Trecho do texto:
São Paulo, terça-feira, 09 de agosto de 2005

Texto Anterior | Próximo Texto | Índice

ANÁLISE

Intérprete era a celebração da vida

RONALDO EVANGELISTA
COLABORAÇÃO PARA A FOLHA

O sorriso tímido, a indefectível boina, o olhar brilhante, a voz de veludo melhorada com a idade. Ibrahim Ferrer simbolizava o charme cubano, com sua calma septuagenária e a alegria de quem sabe de sua importância e encontra o reconhecimento merecido -ainda que tardio.
Sua voz era humana e melancólica, e sua música era a própria celebração da vida. Quando cantava, exalava a mesma elegância vivida de sua presença. Seu vibrato carregava toda a história de sua vida. Era humilde, carismático, caloroso, divertido.

O que produzir: Pode citar, sem alterar nada, o trecho da análise sobre Ibrahim Ferrer que vai de "RONALDO EVANGELISTA" a "-ainda que tardio."?

Dados fornecidos:
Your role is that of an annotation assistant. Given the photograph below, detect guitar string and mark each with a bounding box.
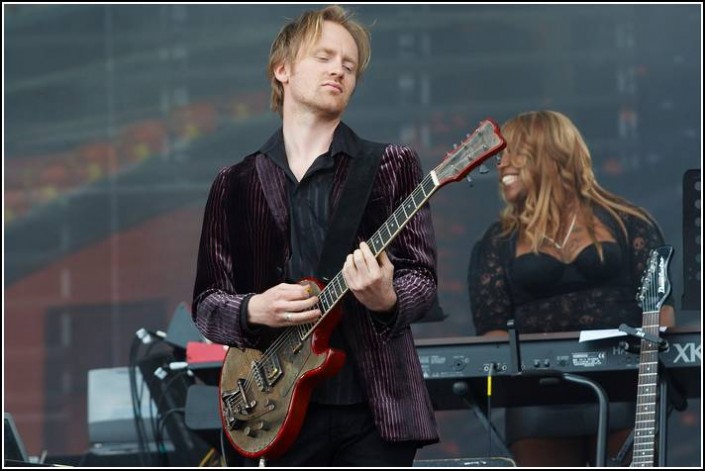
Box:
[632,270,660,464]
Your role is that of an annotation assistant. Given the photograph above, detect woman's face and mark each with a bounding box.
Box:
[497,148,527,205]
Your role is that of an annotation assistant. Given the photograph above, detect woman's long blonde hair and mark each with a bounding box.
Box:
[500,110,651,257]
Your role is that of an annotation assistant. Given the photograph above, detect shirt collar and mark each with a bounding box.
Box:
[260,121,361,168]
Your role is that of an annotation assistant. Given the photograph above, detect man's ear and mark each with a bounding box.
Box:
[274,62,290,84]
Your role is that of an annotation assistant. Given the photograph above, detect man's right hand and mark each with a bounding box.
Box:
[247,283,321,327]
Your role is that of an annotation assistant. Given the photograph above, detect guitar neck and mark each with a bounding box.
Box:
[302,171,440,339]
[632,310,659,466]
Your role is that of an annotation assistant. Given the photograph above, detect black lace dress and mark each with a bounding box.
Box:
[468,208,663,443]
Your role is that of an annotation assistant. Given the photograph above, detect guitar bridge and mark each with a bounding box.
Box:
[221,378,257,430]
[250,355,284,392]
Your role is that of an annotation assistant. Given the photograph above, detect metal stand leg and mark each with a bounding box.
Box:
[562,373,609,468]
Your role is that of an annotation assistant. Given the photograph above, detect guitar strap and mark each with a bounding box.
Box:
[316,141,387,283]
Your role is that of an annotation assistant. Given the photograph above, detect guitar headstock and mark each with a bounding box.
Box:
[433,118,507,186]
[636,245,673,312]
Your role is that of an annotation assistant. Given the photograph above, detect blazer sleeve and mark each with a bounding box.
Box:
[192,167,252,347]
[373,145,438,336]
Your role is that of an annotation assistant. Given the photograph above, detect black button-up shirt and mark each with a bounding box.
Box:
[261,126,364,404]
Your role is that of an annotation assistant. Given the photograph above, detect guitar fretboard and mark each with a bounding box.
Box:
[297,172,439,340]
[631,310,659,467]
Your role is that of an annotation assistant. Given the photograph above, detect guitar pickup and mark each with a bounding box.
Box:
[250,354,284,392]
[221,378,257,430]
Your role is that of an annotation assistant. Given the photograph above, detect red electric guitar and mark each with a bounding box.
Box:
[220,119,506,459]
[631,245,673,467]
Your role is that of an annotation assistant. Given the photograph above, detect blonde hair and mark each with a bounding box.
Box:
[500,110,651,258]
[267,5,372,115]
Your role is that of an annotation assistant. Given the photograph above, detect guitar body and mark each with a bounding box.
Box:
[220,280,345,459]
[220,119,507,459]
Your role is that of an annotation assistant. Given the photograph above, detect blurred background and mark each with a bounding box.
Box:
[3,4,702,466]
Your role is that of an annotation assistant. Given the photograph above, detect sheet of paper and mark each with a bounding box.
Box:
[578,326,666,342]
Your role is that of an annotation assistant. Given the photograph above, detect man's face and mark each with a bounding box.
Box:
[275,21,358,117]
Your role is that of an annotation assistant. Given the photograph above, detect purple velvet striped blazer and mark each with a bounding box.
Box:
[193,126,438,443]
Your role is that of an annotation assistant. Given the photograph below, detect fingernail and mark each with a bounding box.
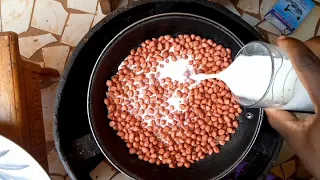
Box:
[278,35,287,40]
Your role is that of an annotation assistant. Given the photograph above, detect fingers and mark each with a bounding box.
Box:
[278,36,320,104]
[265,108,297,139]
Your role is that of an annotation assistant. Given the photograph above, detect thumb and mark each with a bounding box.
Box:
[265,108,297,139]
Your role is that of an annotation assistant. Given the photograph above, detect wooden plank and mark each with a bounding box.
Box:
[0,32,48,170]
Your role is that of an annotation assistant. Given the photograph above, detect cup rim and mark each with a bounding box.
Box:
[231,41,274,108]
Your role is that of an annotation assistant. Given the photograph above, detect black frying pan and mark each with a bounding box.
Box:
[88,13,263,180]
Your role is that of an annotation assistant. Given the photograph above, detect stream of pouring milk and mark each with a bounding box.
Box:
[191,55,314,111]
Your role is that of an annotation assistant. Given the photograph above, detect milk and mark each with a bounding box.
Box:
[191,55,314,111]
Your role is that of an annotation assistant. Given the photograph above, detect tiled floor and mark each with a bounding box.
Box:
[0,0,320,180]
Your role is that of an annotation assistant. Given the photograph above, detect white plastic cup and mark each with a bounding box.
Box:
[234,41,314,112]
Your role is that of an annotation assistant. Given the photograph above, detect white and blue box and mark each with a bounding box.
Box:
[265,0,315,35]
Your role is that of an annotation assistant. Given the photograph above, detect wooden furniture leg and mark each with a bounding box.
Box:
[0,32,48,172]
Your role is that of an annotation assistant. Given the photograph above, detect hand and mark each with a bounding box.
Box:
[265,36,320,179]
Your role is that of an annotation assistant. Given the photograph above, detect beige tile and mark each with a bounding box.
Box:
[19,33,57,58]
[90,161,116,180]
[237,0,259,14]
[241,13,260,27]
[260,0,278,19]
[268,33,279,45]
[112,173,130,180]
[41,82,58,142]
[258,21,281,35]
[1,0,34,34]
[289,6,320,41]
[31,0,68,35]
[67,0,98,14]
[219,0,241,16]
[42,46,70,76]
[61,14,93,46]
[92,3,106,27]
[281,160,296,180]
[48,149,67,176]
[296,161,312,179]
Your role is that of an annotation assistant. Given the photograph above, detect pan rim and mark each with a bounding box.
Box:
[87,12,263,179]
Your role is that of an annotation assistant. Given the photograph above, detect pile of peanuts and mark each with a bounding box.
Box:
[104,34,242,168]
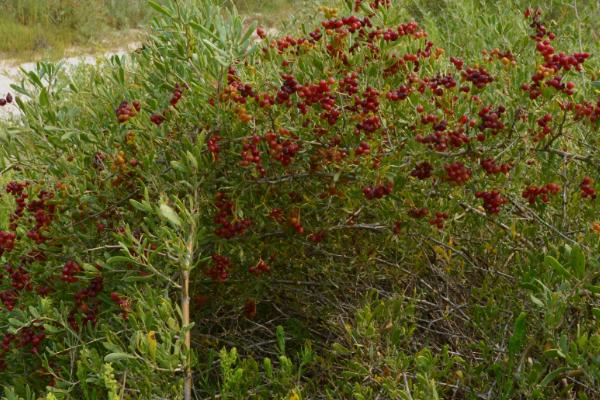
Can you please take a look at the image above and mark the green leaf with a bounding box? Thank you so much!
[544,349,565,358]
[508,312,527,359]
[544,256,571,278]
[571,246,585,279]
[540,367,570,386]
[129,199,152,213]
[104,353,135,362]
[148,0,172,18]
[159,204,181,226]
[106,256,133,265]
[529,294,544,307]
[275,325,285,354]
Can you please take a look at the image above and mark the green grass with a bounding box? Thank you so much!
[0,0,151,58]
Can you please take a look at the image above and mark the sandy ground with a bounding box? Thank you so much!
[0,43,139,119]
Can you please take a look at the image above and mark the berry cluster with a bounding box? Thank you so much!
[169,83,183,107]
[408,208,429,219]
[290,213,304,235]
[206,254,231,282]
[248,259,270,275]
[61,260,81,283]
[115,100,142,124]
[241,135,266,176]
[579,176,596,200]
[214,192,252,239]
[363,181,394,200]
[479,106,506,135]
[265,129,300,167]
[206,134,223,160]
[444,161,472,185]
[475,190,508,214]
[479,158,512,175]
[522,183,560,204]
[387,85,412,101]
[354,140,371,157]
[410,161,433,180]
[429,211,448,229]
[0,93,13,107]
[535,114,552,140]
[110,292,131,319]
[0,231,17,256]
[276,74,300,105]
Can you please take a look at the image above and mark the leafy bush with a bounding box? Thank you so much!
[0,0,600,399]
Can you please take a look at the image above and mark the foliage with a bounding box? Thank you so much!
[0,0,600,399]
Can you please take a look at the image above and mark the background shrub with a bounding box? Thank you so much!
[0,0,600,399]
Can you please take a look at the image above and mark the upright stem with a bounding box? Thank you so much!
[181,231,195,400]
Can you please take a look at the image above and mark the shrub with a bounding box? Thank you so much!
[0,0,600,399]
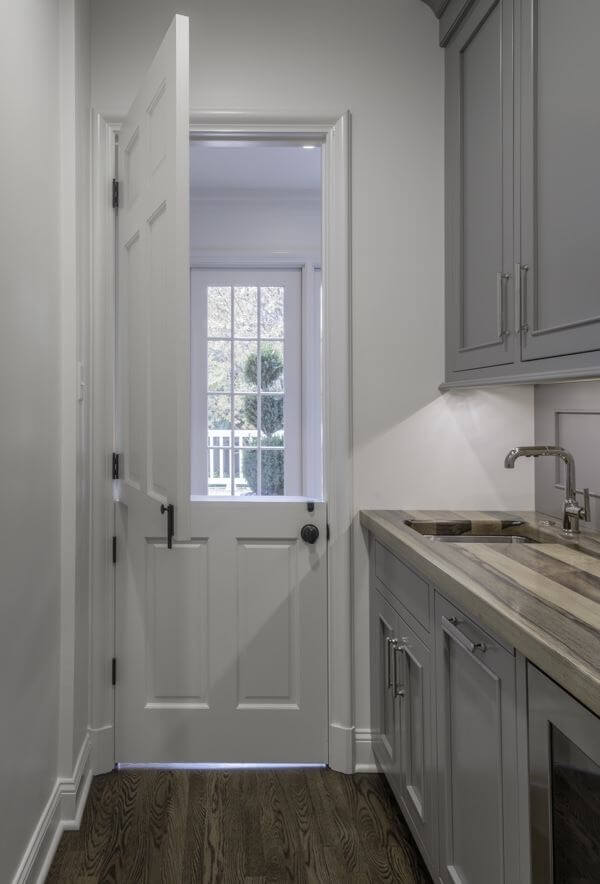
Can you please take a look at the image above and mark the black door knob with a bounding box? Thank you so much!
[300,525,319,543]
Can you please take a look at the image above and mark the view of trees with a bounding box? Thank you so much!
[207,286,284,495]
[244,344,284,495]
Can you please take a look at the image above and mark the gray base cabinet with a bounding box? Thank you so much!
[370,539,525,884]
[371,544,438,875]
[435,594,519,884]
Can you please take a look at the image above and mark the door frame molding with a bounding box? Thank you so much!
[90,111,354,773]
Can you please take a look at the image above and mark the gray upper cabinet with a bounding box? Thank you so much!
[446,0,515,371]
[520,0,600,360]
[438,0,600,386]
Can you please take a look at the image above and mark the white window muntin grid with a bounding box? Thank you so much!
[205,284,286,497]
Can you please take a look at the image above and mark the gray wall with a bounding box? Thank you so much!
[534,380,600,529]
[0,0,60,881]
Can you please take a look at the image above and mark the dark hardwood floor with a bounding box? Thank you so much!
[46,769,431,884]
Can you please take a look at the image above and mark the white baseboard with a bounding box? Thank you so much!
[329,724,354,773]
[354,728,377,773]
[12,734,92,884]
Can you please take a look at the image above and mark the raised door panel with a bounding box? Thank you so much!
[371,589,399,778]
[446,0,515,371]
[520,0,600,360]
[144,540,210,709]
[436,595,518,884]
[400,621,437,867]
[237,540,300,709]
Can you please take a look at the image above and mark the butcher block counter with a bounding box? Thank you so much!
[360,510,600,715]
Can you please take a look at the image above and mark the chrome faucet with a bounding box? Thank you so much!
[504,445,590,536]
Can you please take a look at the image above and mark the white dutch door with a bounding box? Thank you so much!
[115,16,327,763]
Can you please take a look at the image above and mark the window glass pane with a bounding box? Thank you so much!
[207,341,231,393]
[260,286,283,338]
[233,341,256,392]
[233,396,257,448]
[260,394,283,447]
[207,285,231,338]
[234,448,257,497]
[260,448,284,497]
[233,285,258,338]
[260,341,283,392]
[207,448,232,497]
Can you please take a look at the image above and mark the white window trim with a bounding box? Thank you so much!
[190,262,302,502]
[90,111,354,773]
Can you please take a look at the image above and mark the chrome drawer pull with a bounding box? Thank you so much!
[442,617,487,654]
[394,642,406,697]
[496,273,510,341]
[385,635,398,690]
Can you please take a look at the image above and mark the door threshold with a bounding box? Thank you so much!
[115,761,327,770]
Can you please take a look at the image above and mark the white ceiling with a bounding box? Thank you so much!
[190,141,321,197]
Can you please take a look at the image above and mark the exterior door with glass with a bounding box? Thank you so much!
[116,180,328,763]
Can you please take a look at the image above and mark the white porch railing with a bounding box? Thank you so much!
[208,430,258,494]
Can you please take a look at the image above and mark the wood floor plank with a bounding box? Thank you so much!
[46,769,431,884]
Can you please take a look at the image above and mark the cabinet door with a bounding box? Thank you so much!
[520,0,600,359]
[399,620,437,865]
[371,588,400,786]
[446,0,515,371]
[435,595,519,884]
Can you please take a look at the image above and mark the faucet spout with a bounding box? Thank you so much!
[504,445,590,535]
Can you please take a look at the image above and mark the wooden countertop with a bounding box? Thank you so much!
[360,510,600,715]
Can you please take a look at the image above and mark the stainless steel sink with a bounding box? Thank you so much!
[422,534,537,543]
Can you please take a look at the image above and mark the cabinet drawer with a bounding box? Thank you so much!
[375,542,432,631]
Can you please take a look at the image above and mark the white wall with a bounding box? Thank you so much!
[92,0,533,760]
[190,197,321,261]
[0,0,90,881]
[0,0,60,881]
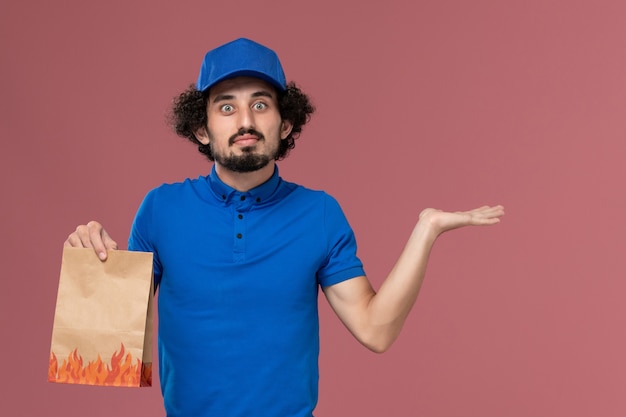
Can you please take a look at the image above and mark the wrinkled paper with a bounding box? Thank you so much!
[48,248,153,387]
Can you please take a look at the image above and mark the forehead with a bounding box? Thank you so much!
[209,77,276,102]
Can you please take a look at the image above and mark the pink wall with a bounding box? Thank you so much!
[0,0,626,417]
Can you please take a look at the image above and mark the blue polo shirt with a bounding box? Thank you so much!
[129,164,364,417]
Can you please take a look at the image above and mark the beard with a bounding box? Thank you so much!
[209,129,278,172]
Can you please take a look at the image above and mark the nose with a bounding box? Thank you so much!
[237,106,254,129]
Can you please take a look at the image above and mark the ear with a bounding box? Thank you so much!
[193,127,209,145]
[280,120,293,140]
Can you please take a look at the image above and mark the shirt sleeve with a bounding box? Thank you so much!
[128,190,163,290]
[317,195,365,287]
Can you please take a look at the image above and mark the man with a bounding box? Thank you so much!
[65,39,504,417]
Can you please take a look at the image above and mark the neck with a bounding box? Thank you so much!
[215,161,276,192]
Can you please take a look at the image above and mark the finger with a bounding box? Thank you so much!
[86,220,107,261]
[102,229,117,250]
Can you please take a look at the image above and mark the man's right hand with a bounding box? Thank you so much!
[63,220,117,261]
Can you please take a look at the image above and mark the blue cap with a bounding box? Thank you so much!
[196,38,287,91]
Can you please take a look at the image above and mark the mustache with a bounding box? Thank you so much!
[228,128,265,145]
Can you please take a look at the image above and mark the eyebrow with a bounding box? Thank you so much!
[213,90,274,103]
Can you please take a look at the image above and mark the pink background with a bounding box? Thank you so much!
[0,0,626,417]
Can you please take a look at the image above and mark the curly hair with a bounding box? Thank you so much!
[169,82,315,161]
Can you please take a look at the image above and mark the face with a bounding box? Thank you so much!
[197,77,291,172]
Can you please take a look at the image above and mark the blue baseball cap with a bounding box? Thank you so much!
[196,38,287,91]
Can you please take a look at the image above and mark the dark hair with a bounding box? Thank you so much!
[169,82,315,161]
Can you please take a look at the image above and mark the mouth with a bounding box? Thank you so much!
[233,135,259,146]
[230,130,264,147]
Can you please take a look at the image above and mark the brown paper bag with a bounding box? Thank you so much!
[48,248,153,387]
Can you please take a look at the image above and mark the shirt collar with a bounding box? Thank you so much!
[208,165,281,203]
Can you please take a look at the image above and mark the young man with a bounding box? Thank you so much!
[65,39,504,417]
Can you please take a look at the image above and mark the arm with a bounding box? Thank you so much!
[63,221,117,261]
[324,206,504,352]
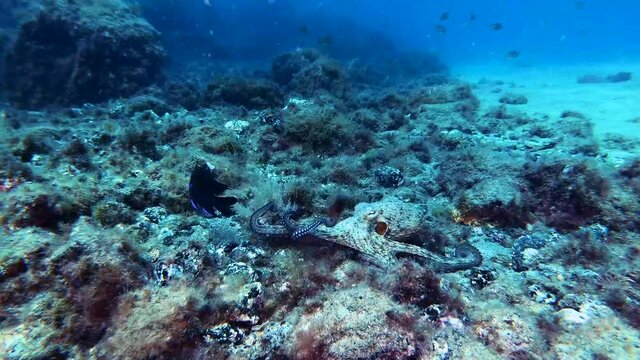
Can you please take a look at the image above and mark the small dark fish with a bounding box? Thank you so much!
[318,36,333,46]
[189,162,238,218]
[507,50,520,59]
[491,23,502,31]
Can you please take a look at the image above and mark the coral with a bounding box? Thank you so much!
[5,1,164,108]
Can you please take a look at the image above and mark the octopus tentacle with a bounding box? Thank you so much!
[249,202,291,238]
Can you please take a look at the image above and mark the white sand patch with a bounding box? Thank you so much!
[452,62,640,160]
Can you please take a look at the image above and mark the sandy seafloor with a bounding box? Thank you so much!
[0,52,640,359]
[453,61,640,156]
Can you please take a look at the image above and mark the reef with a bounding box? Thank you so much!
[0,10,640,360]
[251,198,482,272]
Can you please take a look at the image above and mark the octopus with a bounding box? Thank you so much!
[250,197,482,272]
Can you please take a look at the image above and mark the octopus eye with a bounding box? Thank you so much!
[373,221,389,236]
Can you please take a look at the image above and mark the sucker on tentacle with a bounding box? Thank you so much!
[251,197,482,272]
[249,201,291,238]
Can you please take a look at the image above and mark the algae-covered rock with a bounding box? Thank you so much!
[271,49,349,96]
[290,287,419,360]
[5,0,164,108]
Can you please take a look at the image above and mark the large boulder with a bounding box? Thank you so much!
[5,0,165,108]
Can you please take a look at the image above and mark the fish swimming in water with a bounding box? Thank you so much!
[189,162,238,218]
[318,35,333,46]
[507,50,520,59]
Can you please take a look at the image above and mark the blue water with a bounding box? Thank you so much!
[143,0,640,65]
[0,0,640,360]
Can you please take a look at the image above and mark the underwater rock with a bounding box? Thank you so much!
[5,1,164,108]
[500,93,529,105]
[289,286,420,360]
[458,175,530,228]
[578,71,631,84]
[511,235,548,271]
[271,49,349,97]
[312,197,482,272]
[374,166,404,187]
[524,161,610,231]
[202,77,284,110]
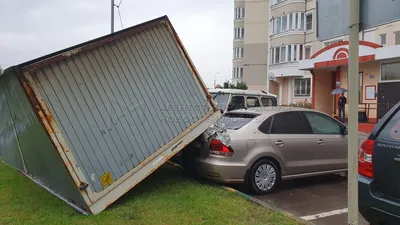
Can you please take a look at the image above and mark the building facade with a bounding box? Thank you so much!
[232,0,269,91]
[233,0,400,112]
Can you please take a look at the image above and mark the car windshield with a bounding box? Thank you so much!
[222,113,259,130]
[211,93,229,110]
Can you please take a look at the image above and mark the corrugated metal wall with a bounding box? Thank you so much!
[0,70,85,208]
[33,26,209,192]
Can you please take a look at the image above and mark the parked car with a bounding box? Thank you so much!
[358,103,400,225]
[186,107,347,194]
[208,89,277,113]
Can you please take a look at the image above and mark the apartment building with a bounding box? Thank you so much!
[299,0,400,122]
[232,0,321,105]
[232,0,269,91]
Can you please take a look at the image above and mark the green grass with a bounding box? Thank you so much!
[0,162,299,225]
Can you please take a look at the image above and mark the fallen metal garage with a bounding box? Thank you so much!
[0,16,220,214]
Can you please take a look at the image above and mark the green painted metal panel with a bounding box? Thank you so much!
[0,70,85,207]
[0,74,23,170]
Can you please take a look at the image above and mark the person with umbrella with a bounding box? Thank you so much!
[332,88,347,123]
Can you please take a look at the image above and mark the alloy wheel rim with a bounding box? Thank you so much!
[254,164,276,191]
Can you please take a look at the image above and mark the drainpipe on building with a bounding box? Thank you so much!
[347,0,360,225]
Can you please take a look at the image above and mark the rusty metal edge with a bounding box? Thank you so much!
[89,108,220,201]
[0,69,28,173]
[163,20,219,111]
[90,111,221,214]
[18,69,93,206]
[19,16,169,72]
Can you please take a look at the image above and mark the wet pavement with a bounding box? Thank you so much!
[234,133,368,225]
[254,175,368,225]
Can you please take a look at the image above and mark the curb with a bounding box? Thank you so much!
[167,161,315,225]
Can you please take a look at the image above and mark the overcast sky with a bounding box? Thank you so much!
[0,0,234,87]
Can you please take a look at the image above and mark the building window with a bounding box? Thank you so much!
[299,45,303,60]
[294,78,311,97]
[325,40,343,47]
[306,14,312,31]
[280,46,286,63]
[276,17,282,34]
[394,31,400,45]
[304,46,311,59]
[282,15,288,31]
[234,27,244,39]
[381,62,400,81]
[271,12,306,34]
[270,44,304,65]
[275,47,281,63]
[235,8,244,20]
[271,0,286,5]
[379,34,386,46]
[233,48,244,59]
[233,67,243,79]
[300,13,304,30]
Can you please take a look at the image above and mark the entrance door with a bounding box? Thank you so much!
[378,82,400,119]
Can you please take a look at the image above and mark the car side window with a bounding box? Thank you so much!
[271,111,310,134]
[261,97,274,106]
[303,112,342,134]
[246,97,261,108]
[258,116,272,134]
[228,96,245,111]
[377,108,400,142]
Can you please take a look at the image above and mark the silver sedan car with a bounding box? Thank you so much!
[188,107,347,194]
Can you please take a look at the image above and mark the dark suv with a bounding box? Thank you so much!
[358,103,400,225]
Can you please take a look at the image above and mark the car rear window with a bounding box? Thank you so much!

Resposta escrita:
RONALDO EVANGELISTA
COLABORAÇÃO PARA A FOLHA

O sorriso tímido, a indefectível boina, o olhar brilhante, a voz de veludo melhorada com a idade. Ibrahim Ferrer simbolizava o charme cubano, com sua calma septuagenária e a alegria de quem sabe de sua importância e encontra o reconhecimento merecido -ainda que tardio.